Exercise details: Find the line with "Can you find the gray". Repeat it and each line after it, exactly, down to the end of the records below.

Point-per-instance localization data
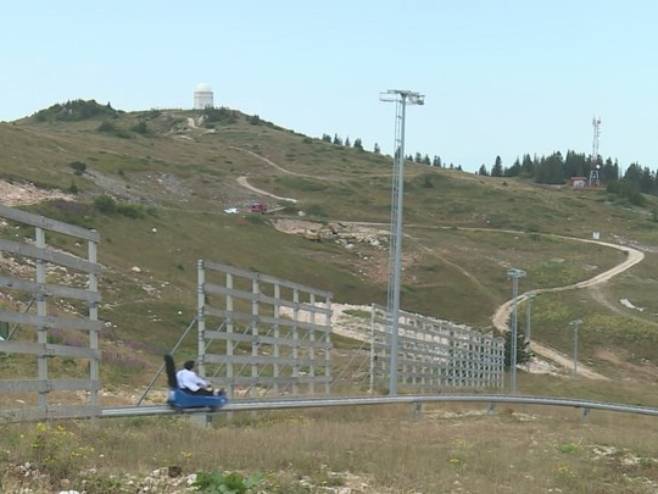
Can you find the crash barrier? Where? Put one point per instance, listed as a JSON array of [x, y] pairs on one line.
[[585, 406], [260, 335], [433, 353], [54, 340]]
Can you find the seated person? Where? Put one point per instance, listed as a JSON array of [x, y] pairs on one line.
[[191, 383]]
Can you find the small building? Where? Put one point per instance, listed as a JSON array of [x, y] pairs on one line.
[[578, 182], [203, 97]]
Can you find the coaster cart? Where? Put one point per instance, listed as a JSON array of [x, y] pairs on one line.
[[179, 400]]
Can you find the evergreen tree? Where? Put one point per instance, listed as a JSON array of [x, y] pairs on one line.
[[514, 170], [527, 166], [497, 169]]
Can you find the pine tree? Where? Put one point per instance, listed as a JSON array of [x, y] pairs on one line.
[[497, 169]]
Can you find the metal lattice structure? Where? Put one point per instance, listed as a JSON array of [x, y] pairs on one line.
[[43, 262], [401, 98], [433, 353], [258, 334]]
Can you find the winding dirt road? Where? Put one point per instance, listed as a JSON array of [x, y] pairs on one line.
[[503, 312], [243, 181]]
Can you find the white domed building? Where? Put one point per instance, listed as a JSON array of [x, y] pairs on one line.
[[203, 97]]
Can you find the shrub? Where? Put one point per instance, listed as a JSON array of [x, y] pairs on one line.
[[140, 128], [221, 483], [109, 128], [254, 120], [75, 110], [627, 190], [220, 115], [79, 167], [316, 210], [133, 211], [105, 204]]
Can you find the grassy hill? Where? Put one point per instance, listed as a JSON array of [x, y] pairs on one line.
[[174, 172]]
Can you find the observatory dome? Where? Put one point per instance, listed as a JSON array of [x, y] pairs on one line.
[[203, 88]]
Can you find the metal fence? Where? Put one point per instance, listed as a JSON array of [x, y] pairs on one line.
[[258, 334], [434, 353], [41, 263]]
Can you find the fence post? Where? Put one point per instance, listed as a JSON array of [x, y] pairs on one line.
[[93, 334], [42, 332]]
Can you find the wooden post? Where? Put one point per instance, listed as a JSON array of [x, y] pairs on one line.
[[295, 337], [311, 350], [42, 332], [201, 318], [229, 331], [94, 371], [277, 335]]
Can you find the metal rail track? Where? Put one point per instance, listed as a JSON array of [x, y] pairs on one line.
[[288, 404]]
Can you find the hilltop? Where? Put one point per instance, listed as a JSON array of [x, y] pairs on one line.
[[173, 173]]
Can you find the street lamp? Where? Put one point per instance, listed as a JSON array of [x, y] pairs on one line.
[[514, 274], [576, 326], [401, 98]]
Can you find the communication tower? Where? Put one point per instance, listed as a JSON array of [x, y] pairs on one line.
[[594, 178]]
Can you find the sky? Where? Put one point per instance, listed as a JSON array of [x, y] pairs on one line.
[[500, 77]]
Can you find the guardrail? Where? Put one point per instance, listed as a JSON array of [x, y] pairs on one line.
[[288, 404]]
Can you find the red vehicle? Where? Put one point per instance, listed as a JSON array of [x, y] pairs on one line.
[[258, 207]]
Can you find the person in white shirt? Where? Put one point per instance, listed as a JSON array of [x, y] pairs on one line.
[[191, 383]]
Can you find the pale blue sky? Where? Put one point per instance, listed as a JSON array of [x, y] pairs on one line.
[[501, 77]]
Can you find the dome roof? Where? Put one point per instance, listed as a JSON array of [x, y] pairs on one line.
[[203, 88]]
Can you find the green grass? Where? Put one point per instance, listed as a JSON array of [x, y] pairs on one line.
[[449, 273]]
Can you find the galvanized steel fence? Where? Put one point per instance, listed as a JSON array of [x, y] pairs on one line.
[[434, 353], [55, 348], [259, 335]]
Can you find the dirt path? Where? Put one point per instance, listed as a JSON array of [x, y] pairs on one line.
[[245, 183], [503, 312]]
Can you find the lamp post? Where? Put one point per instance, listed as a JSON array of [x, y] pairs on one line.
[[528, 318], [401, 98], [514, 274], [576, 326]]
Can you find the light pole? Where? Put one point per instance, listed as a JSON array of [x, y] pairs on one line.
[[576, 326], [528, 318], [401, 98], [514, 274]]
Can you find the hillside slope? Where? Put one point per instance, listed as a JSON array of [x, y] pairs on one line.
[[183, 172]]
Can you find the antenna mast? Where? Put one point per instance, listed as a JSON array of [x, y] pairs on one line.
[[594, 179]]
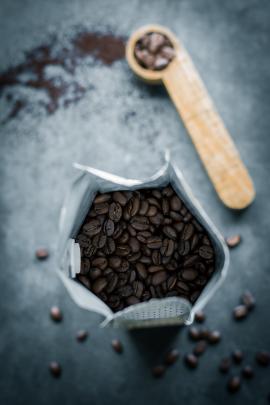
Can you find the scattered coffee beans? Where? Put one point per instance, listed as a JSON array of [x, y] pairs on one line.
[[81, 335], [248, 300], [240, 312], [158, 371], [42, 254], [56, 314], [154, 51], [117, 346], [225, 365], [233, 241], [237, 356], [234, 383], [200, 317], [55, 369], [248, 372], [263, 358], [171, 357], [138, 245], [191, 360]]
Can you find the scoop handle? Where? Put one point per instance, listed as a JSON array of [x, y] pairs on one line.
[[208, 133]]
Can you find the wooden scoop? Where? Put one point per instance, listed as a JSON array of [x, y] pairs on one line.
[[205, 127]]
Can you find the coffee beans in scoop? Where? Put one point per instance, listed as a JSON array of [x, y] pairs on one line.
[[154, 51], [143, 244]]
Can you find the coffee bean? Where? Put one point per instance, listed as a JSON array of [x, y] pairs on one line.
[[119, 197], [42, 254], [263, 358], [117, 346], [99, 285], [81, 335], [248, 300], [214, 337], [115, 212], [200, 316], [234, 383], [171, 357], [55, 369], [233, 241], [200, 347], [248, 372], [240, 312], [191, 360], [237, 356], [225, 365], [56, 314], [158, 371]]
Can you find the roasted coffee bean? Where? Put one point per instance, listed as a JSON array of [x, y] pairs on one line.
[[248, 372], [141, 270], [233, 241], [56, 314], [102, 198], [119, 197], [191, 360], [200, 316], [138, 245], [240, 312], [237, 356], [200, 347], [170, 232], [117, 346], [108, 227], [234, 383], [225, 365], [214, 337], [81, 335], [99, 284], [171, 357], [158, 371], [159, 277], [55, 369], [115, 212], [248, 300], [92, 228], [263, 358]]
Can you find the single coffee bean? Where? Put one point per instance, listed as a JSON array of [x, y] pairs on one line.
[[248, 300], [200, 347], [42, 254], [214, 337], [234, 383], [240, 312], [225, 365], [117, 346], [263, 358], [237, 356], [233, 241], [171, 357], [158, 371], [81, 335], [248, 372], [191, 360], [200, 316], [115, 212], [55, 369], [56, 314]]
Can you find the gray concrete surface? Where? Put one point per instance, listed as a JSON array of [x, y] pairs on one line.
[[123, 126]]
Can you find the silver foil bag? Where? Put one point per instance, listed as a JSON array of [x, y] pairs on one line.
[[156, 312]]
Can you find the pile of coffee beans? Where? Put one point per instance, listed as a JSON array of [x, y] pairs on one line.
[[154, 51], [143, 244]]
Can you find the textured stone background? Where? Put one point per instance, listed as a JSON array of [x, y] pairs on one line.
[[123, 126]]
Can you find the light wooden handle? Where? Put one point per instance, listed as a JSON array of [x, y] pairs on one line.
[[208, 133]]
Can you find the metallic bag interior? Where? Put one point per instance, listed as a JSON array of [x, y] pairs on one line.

Solved exercise:
Can you find the gray concrete surface? Where? Put one point per instance, listed as a JSON array of [x, y] pairs on one line.
[[123, 126]]
Can you find the silver foil bag? Where? Put one point per instance, listed as a JSON array of [x, y] pairs on one line.
[[156, 312]]
Can you find the pile of coffee beans? Where? Put one point per instance, listed as a JSON array of [x, y] pairs on one line.
[[154, 51], [143, 244]]
Can you find the textured stone background? Where? Put one point per instance, listed as a JSON array of [x, y] pairs on one line.
[[123, 126]]
Can you find the light wooden handle? Where? Put one point per instance, listed as a JSON array of [x, y] pairs on one line.
[[208, 133]]
Can you find the metallic bag interior? Where? Put one point per instance, listed as a JSON array of [x, y] pairs on one line.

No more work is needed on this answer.